> **DIRECTIVE**:
Rewrite the lines from the one containing "Habitat-count request: mark the grassy" through the last line, swapping "grassy field" for "open meadow" and leaving everything else untouched.

> **Dataset excerpts on object pointing**:
※ ※ ※

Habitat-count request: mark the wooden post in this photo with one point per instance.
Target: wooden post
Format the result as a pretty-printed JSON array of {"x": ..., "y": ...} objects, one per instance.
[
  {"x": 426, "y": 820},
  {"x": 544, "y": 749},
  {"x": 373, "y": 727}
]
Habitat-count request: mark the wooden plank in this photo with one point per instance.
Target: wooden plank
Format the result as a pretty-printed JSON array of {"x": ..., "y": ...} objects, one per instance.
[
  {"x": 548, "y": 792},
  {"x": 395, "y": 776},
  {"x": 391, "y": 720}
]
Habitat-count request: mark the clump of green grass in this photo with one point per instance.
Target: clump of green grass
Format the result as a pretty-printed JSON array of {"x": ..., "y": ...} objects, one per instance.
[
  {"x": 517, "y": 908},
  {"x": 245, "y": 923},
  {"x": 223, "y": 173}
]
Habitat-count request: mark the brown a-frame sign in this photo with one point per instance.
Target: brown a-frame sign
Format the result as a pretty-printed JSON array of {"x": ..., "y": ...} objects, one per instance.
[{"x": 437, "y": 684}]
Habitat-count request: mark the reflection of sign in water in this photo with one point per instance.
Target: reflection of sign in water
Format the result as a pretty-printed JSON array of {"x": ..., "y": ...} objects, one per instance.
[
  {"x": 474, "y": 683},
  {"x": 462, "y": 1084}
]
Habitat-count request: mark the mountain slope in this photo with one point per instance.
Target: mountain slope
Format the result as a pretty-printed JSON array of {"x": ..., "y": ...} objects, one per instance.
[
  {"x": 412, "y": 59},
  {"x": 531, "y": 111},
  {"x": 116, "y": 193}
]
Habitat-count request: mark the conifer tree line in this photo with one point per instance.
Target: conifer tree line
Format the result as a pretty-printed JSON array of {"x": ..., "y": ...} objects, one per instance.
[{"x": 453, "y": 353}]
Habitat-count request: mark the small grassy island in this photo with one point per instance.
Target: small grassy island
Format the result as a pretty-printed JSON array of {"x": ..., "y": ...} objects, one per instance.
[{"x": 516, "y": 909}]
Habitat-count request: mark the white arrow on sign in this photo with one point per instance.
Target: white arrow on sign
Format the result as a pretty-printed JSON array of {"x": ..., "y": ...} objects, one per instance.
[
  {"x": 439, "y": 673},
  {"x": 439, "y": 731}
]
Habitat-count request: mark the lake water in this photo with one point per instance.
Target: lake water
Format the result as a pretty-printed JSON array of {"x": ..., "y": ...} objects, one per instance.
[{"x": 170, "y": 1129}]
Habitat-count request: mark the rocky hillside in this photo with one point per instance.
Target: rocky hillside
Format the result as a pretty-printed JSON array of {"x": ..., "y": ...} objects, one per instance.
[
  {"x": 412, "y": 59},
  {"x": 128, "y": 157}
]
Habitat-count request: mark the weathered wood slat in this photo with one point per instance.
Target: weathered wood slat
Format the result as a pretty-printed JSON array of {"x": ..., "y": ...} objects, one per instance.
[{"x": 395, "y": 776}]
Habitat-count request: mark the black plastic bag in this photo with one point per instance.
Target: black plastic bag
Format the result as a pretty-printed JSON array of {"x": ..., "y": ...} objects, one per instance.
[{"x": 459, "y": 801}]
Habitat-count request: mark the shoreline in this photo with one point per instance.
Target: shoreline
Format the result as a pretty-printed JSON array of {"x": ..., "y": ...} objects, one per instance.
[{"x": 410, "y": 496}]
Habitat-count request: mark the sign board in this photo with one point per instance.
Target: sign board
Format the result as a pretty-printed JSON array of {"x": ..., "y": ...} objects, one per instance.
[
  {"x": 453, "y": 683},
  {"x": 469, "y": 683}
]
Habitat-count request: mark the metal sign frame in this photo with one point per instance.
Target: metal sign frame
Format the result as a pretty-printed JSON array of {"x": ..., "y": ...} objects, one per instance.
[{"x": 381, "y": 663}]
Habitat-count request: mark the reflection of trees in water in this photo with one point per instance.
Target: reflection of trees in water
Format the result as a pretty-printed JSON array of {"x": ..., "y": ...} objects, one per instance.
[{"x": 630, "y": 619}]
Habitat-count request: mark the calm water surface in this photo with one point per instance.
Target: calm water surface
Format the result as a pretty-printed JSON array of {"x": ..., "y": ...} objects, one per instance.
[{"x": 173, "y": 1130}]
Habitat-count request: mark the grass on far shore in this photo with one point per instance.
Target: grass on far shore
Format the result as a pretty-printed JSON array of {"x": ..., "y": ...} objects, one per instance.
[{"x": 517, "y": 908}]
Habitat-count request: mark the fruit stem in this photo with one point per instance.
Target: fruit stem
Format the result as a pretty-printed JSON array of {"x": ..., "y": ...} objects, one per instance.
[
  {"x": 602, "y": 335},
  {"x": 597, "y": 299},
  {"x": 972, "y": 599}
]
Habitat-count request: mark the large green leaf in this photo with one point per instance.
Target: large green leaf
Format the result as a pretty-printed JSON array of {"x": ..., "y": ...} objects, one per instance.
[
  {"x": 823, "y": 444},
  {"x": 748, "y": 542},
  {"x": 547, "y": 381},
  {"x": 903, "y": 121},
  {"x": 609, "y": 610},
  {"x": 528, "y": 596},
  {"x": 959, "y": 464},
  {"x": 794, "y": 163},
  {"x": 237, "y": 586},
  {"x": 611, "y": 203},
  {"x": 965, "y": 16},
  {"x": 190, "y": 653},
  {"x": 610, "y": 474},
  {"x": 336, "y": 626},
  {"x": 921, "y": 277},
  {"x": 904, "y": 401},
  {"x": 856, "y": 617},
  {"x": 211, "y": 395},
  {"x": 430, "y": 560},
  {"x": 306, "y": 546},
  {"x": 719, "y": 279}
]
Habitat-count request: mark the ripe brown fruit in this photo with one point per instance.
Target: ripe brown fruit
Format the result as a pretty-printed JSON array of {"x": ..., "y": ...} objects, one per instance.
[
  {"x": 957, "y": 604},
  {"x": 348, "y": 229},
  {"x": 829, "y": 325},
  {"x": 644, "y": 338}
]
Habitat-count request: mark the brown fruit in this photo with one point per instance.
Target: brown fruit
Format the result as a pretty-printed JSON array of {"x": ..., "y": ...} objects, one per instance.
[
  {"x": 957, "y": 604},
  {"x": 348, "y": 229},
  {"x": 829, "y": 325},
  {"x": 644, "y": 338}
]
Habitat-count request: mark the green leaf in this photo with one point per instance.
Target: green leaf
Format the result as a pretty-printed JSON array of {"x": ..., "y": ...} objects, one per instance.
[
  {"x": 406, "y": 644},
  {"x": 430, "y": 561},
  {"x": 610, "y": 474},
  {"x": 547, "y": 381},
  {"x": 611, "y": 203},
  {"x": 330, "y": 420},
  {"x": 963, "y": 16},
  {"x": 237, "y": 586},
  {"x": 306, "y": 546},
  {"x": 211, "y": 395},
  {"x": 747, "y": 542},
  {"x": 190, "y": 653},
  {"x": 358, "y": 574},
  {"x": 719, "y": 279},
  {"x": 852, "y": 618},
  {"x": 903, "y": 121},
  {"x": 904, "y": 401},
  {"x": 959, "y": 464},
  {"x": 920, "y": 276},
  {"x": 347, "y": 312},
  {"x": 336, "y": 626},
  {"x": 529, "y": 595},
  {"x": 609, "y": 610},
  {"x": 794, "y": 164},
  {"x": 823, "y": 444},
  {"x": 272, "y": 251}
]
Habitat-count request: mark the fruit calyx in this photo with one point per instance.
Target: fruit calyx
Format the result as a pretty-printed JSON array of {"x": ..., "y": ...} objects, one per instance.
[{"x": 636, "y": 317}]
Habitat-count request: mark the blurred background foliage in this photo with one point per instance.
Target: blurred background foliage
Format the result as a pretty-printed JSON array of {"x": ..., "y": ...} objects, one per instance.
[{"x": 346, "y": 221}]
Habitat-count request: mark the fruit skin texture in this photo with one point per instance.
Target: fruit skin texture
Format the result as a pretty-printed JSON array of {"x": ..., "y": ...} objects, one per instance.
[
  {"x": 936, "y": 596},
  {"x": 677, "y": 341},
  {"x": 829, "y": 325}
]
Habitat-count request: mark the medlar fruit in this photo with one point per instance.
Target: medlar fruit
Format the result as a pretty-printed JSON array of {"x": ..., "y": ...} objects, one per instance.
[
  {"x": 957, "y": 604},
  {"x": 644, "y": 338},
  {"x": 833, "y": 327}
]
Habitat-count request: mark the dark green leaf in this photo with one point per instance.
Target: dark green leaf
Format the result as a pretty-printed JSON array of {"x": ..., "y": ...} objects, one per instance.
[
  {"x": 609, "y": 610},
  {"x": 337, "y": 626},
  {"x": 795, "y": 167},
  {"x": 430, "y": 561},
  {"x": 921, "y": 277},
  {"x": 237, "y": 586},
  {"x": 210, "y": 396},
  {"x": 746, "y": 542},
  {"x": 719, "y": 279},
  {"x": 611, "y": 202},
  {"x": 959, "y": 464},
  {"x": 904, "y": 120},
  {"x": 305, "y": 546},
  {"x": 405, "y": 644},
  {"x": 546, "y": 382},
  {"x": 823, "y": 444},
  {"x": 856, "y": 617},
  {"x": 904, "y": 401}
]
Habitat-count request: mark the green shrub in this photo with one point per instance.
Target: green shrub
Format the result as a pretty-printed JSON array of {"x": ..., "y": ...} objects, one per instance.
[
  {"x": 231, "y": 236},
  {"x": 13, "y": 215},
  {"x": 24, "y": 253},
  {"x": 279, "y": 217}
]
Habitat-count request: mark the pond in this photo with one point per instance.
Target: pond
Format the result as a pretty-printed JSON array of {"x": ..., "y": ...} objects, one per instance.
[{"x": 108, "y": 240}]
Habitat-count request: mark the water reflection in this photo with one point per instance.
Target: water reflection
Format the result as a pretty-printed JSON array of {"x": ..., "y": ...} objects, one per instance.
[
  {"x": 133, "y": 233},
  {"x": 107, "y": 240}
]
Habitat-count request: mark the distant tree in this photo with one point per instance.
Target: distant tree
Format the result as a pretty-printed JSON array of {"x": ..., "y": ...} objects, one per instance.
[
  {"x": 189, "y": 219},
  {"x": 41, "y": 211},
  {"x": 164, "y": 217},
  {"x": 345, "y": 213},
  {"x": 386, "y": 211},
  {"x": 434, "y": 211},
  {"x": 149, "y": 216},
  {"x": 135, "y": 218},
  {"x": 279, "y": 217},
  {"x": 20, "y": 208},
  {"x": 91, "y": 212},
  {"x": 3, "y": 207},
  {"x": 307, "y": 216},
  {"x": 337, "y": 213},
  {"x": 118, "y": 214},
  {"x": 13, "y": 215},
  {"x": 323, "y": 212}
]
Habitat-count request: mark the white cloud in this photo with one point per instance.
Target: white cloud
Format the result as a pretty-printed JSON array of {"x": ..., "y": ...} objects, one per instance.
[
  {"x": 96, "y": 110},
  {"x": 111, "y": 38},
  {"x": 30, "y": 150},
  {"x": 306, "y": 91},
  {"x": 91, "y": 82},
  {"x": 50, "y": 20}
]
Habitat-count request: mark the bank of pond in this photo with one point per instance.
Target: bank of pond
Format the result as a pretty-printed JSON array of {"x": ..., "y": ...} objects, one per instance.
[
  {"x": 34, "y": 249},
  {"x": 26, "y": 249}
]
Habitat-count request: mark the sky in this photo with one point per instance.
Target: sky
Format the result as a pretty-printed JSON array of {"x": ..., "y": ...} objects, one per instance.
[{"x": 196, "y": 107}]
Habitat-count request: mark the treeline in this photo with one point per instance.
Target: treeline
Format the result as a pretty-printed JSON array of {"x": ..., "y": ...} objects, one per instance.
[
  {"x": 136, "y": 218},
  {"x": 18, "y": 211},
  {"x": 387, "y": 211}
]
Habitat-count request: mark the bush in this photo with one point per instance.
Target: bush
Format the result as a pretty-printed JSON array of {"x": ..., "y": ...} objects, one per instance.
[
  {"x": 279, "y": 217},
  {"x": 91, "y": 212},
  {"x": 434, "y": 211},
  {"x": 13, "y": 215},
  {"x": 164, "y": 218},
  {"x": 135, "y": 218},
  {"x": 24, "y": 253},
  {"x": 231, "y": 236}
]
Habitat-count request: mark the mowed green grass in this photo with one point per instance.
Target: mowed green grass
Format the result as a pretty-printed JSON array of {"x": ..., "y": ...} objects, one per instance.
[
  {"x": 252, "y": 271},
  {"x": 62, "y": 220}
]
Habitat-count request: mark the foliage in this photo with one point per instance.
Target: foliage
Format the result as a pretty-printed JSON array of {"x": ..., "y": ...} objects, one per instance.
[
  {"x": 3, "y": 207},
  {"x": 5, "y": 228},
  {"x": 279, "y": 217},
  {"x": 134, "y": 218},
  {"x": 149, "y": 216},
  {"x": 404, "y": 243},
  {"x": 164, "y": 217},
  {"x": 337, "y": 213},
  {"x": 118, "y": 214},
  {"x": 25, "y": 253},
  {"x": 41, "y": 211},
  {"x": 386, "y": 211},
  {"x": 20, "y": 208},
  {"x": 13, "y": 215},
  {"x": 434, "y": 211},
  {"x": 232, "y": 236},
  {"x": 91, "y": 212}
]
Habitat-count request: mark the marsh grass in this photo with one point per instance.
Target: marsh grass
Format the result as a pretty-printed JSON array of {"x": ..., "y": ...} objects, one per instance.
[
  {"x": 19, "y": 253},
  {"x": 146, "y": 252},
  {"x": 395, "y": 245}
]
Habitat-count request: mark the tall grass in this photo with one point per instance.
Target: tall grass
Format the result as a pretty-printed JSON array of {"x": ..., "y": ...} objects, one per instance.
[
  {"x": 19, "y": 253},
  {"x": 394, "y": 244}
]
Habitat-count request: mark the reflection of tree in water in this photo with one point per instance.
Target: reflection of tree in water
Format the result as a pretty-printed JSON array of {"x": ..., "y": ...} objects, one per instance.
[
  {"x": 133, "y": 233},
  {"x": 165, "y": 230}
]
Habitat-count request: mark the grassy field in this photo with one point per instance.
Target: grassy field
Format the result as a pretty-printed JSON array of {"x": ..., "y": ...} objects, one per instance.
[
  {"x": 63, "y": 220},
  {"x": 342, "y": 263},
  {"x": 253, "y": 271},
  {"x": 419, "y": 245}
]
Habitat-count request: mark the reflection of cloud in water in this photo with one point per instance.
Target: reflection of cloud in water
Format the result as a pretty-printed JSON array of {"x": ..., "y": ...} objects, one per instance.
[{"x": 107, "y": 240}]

※ ※ ※

> **ANSWER BELOW**:
Habitat-count request: mark the open meadow in this photo with one point per instance.
Target: open meadow
Format the result as a pretty-printed JSON array of {"x": ..., "y": ...} objects, one per instance.
[
  {"x": 63, "y": 220},
  {"x": 342, "y": 263},
  {"x": 253, "y": 271},
  {"x": 419, "y": 245}
]
Habitat-count request: mark the reflection of cloud in water in this photo with one point per instance.
Target: reflection of cloud in water
Format the result as a pretty-printed JSON array of {"x": ..., "y": ...} objects, one per instance.
[{"x": 107, "y": 240}]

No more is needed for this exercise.